_Exercise prompt_
The data below should be printed in full, exactly, and without any of its images.

(Saved data entries)
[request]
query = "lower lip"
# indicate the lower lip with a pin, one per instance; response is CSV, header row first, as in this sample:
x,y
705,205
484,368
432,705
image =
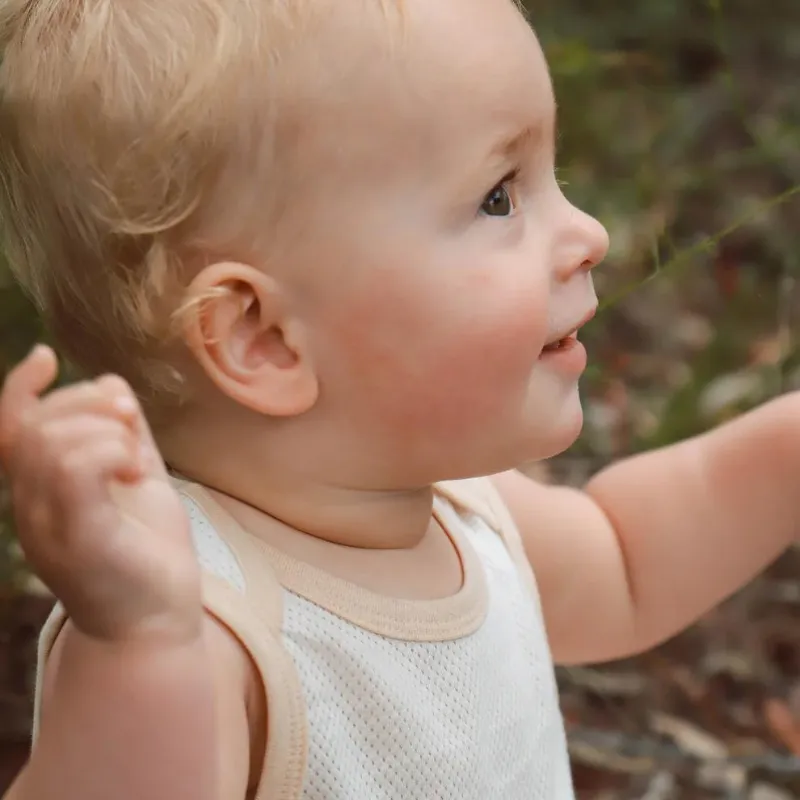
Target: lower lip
x,y
569,358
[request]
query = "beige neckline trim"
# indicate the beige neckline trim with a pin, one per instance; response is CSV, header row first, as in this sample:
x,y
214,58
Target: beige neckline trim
x,y
445,619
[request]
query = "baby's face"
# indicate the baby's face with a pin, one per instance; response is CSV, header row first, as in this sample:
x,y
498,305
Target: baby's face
x,y
441,255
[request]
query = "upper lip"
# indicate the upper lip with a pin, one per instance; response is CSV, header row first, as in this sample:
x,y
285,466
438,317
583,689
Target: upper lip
x,y
574,329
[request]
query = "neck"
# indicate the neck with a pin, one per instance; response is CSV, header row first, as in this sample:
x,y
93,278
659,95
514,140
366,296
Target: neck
x,y
310,505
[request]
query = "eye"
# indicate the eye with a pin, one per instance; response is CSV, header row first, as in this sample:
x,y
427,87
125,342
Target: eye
x,y
498,202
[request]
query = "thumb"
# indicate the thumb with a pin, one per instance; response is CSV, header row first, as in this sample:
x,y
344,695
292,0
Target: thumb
x,y
21,391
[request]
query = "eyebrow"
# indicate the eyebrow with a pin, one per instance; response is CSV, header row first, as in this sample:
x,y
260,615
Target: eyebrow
x,y
531,135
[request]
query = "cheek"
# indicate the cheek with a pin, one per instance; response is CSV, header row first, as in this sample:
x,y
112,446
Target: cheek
x,y
441,363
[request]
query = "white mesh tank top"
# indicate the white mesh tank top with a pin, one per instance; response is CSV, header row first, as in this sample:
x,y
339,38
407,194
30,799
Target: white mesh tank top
x,y
373,698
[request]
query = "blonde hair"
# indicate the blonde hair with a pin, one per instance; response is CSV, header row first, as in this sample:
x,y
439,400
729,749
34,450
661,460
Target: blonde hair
x,y
119,122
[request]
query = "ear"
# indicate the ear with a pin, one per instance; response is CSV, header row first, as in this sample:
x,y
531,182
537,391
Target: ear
x,y
242,333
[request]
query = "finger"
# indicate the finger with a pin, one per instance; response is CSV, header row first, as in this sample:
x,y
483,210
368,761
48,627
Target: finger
x,y
84,398
83,485
41,453
21,390
119,389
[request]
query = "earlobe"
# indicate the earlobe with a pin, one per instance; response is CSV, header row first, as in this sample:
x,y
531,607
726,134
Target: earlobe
x,y
242,331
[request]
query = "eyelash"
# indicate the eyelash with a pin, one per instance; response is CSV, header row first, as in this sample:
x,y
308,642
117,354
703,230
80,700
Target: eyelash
x,y
507,183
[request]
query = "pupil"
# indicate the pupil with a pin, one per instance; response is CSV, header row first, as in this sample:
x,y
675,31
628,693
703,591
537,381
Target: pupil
x,y
498,203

_Response to the exercise_
[request]
query = "lower lip"
# indicate the lower lip with a pin, one per instance; response is CSV, header row first, as in this sample:
x,y
705,205
484,368
432,705
image =
Target: lower lip
x,y
569,358
[request]
query = "beige neckline trim"
# indicate the beige neckline trim with a pin, one per instance; response is CSV, header row first, as in this sample:
x,y
214,58
Target: beige neckline trim
x,y
445,619
[request]
query = "baby's face"
# indicate the baby's face with a pin, one per instance; response is CSV, header row first, as in this sample:
x,y
498,305
Target: baby's face
x,y
441,255
[request]
query = "upper lip"
# indicate the upper lip with a pin, one per instance; response is CSV, header row first, as in this sample:
x,y
285,466
438,317
583,689
Target: upper lip
x,y
574,329
[request]
query = "neck"
# indicate the neck with a pin, one per instance; response is CSV, header row first, as in this sample:
x,y
93,278
659,95
514,140
366,296
Target: neck
x,y
310,505
[request]
query = "eye"
# indicate the eye with a pin, one per instance; response is CSV, header row first, as in this sample:
x,y
427,87
125,342
Target: eye
x,y
498,202
[request]
query = "thumb"
# indicate the thumb with a pin, one per instance; response is CSV, header row first, as in this sample:
x,y
344,695
292,0
Target: thumb
x,y
21,391
[request]
query = "eyebrow"
# indicate the eyebrow with a pin, one per instance; response is CSV, header row first, as in this sample:
x,y
260,615
Target: eyebrow
x,y
531,135
[request]
query = "cheek"
# indicate the cheek with a pin, one per instance; response is CSV, header row first, as in this sample:
x,y
112,446
Target: cheek
x,y
441,363
[request]
query = "white mesh tank top"
# indicate the white mesh tank top with a pin, one per instance; response is CSV, header row first, as in this sample:
x,y
339,38
407,194
30,799
Target: white mesh tank top
x,y
373,698
[request]
query = "blonde hair"
# indicate the blonde hair with a pin, one per instance; response is CSV, header row first, as in this sample:
x,y
439,400
729,749
34,450
661,460
Target: blonde hair
x,y
119,122
[request]
query = "ear"
# indicate the ear with a pin, one per instance; response is CSV, header row first, as in this sample:
x,y
531,182
537,391
Target: ear
x,y
242,333
[request]
query = "finger"
# indicate the finger with a pin, one per instance; response is CSV, header row first, as in this sample:
x,y
483,210
368,761
48,627
Target: finger
x,y
84,398
83,485
41,453
21,390
119,389
[request]
query = "earlobe"
# indicate the earlobe with a pin, one per instance; response is CSV, header row first, as in this sample:
x,y
531,607
726,134
Target: earlobe
x,y
242,331
[request]
query = "eyelash"
# indicate the eyelash with a pin, one per instance; response is CSV, header row first, as in this sample:
x,y
308,642
117,354
703,230
80,700
Target: eyelash
x,y
507,183
[request]
query = "pupil"
# indicate the pupil with a pin, one per instance; response is CSV, header row first, as in this sample:
x,y
675,31
628,693
703,591
537,381
Target: pupil
x,y
498,203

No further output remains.